> [Exercise brief]
Go through the entries below, tally each line that has the word "locate", and give only the total.

------------------------------------------------------------

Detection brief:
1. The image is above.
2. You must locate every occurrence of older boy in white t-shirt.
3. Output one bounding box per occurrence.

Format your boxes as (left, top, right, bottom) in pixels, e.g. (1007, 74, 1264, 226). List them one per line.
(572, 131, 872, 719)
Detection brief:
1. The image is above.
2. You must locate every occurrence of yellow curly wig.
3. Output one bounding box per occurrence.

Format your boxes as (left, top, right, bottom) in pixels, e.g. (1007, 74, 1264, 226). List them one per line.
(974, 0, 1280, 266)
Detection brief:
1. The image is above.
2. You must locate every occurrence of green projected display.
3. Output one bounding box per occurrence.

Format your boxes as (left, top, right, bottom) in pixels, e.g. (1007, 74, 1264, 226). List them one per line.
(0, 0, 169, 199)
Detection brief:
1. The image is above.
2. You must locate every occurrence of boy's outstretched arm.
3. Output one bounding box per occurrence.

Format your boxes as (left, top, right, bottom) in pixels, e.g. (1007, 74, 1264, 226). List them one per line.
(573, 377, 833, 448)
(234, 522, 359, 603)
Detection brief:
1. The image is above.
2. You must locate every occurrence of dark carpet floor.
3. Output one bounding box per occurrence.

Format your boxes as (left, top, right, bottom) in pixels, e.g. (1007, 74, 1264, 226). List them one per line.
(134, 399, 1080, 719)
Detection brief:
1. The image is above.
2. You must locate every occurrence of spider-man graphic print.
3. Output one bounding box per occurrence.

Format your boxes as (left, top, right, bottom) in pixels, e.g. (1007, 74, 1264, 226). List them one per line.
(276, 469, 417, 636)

------------------------------------------------------------

> [Solution to the problem]
6